* Desafio A
Conte quantas linhas dos registros contêm a palavra "truck", levando em conta a diferença entre maiúsculas e minúsculas. Responda apenas com o número.

* Texto
☆ ☆ ☆ ☆ ☆
Créditos – Reprodução:@trigonoproduções
O lançamento coincidiu com um período de instabilidade do país, se encaixando perfeitamente com o filme, incluindo tentativas de golpe e debates políticos acalorados sobre direitos e democracia, transformando o filme em exemplo.
O impacto da obra chegou a Brasília, gerando intensos debates dentro do Congresso. O presidente Luiz Inácio Lula da Silva mencionou o filme em discursos oficiais, destacando a importância da memória histórica para a defesa da democracia. Parlamentares da base governista, como Erika Hilton, usaram a repercussão para reforçar a necessidade de fortalecer políticas de reparação às vítimas da ditadura e defender a reabertura de investigações sobre os crimes cometidos pelo regime. Por outro lado, setores mais conservadores criticaram a produção, alegando que reacender esse passado poderia alimentar divisões no país. A comoção popular gerada no país levou a manifestações públicas e pedidos para que o governo ampliasse a atuação da Comissão Especial sobre Mortos e Desaparecidos Políticos, trazendo uma conversa há muito adormecida nos corredores do Poder.
☆ ☆ ☆ ☆ ☆
Linhas do conjunto de dados de indicação de objetos:
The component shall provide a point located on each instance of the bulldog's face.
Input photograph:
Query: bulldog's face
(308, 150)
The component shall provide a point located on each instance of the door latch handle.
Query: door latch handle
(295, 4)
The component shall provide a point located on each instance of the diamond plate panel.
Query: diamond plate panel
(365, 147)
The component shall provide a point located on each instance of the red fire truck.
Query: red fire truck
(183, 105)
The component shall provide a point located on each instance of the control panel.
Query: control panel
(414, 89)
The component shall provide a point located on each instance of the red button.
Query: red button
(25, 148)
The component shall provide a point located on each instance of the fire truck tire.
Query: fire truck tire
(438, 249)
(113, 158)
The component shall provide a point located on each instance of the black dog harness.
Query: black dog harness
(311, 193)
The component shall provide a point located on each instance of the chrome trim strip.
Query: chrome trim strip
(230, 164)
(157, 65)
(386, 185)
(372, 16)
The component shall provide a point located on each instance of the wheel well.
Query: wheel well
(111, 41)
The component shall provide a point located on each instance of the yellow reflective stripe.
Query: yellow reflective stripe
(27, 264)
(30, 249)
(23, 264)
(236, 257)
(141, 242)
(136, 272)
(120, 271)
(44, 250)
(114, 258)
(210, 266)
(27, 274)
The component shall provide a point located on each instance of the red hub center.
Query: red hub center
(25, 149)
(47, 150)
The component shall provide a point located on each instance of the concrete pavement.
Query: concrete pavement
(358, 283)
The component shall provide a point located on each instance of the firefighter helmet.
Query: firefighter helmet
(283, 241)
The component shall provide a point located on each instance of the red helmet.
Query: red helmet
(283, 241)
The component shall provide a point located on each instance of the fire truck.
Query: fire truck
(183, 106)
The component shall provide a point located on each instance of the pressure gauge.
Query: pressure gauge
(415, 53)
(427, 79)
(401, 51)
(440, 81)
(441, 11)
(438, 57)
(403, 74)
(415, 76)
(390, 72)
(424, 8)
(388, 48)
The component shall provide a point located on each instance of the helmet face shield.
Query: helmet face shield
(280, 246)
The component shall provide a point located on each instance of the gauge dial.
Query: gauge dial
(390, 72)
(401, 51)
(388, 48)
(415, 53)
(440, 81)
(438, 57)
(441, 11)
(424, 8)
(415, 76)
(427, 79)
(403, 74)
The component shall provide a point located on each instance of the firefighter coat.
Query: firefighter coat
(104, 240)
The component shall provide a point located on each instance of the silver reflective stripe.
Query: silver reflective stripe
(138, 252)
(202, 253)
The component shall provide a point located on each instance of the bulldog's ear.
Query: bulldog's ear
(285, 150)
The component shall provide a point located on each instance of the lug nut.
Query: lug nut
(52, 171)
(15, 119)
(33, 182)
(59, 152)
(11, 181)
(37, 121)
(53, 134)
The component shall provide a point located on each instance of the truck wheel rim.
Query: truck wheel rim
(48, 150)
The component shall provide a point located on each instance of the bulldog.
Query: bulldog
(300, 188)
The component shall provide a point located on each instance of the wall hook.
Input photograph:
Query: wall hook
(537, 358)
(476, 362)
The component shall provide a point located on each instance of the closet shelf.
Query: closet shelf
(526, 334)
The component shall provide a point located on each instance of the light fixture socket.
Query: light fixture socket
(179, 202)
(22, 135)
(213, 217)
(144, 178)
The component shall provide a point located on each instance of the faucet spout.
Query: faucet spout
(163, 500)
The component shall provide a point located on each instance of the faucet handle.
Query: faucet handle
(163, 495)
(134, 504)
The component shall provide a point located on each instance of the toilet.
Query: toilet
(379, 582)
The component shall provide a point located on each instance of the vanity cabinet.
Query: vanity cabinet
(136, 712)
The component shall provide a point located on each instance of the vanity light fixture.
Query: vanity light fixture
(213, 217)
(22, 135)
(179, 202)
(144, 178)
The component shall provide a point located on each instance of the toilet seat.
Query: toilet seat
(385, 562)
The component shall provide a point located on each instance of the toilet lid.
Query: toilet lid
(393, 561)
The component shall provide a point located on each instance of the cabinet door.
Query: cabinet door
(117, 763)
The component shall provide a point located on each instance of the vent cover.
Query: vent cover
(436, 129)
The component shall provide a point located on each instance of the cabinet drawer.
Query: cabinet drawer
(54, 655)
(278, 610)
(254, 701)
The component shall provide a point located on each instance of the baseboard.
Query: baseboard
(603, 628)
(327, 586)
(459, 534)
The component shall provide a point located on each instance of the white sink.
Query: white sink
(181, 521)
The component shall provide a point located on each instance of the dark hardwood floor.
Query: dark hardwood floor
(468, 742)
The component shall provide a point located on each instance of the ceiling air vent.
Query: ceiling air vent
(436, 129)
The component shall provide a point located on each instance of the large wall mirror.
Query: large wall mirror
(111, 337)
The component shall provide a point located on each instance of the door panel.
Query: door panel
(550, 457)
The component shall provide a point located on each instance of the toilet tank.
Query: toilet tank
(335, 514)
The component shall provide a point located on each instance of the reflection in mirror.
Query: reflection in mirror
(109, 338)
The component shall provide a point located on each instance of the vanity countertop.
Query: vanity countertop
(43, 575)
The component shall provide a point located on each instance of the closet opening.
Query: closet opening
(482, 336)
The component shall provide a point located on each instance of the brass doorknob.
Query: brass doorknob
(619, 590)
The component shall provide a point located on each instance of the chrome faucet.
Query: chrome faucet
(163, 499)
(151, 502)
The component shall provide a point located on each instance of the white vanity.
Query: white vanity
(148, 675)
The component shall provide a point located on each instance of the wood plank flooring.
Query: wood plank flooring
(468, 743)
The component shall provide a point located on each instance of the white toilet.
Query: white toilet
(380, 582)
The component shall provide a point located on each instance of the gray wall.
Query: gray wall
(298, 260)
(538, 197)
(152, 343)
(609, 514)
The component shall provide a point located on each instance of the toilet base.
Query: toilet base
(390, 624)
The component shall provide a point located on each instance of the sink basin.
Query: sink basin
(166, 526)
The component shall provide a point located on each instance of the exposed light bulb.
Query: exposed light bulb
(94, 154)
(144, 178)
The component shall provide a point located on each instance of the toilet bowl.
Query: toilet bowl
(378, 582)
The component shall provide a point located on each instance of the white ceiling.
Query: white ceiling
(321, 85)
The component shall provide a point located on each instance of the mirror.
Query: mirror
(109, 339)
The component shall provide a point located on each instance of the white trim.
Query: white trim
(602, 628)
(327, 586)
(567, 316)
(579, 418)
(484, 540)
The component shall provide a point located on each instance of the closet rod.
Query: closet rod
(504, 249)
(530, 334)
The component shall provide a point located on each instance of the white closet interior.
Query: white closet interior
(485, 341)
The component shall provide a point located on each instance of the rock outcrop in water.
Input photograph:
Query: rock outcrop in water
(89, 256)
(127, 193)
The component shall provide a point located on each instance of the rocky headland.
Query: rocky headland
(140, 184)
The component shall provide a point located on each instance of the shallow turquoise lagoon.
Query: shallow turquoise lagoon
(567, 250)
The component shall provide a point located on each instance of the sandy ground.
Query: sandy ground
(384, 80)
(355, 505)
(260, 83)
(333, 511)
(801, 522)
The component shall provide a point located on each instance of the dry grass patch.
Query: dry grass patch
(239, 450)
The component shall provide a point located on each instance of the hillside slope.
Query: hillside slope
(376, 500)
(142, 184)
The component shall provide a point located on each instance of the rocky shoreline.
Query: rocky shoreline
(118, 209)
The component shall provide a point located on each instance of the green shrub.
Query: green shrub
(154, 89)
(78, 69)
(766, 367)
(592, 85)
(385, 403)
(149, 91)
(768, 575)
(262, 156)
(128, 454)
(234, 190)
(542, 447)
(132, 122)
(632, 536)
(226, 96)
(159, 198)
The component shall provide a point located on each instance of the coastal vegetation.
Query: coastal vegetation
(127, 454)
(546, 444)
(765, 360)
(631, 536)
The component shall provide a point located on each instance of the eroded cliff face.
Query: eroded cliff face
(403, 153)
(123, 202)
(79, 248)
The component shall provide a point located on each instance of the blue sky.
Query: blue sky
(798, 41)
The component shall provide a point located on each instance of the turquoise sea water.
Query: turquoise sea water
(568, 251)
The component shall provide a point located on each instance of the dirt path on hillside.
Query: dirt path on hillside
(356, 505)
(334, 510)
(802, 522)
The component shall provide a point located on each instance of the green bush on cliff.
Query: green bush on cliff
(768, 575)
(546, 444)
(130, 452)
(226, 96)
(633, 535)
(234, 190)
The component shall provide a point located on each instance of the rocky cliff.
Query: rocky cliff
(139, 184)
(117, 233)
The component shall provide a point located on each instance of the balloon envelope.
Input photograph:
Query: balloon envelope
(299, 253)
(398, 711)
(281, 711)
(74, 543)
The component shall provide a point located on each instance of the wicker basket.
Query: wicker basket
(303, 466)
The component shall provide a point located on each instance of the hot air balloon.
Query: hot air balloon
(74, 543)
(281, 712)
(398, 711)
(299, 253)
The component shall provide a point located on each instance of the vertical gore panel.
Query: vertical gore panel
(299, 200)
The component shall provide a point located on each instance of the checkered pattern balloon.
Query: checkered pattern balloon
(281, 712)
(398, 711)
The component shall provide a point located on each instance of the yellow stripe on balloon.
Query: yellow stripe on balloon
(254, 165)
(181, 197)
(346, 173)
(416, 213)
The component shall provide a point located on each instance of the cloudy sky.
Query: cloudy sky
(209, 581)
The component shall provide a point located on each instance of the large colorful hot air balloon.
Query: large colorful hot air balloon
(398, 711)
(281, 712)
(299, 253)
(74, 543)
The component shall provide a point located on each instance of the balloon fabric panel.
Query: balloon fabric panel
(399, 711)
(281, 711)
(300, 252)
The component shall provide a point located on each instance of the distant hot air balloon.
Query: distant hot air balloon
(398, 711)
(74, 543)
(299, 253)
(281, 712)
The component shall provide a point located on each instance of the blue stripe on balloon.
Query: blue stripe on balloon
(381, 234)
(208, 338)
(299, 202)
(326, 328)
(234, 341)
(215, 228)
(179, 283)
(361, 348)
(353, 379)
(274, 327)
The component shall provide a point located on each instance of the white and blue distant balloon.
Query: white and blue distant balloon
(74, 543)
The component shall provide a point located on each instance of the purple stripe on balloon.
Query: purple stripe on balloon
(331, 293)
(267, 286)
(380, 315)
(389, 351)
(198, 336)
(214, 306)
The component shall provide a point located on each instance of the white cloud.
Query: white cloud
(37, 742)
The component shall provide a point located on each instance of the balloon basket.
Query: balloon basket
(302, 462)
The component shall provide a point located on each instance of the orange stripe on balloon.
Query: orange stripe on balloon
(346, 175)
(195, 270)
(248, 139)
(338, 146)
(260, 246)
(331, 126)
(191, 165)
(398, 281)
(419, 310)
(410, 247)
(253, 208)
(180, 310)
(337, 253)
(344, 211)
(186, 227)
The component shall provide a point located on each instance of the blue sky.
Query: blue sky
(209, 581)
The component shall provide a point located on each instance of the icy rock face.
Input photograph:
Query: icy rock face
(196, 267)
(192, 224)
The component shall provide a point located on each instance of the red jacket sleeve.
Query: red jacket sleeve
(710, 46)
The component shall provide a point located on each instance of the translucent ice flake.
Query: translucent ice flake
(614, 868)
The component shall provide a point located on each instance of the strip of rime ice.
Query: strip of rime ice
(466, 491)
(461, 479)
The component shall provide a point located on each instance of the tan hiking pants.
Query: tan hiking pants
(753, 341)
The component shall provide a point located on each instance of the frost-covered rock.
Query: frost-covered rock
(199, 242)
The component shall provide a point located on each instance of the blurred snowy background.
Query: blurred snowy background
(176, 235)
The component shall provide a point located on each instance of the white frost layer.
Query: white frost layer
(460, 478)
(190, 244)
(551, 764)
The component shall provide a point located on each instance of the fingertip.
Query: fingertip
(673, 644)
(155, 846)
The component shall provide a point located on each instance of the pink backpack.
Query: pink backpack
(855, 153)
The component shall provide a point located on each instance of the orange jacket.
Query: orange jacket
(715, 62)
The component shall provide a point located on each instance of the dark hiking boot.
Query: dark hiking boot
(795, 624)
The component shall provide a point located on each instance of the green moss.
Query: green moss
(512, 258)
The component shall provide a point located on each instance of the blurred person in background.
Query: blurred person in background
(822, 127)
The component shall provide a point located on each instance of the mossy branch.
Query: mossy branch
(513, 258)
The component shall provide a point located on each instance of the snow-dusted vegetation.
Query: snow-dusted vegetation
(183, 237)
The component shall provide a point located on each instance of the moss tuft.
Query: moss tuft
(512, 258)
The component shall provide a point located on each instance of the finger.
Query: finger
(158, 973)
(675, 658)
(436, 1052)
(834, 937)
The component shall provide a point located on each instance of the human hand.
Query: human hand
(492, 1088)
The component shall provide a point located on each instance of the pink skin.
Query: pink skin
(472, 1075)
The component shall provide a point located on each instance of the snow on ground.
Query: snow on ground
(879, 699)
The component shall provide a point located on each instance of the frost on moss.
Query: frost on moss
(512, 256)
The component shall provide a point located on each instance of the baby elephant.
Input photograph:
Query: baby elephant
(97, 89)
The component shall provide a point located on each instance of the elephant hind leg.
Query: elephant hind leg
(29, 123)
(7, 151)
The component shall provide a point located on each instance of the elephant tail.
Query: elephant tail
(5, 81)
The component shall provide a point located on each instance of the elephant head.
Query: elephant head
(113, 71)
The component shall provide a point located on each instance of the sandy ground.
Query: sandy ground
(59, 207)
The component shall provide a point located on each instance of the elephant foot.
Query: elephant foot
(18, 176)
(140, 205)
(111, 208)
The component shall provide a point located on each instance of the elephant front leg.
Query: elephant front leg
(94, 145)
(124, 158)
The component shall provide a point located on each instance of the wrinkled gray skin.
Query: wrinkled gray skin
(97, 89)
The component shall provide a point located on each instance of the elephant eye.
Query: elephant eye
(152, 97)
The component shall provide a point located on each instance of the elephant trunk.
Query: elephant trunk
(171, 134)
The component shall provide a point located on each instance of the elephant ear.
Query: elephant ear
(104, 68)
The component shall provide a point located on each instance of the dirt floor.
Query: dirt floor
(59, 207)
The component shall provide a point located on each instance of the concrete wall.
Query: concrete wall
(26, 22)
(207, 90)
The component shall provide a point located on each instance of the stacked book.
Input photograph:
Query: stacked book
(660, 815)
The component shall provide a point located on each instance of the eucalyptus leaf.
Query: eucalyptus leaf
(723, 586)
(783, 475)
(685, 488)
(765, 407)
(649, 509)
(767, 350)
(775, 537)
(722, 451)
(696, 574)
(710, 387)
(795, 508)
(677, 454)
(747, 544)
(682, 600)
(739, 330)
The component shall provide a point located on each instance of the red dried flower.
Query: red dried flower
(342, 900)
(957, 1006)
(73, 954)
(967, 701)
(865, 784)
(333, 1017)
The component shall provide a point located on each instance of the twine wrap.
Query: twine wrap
☆ ☆ ☆ ☆ ☆
* Desafio B
Copie fielmente o trecho do texto sobre a repercussão do filme, começando em "O impacto da" e seguindo até "corredores do Poder.".

* Resposta do exercício A
8

* Resposta do exercício B
O impacto da obra chegou a Brasília, gerando intensos debates dentro do Congresso. O presidente Luiz Inácio Lula da Silva mencionou o filme em discursos oficiais, destacando a importância da memória histórica para a defesa da democracia. Parlamentares da base governista, como Erika Hilton, usaram a repercussão para reforçar a necessidade de fortalecer políticas de reparação às vítimas da ditadura e defender a reabertura de investigações sobre os crimes cometidos pelo regime. Por outro lado, setores mais conservadores criticaram a produção, alegando que reacender esse passado poderia alimentar divisões no país. A comoção popular gerada no país levou a manifestações públicas e pedidos para que o governo ampliasse a atuação da Comissão Especial sobre Mortos e Desaparecidos Políticos, trazendo uma conversa há muito adormecida nos corredores do Poder.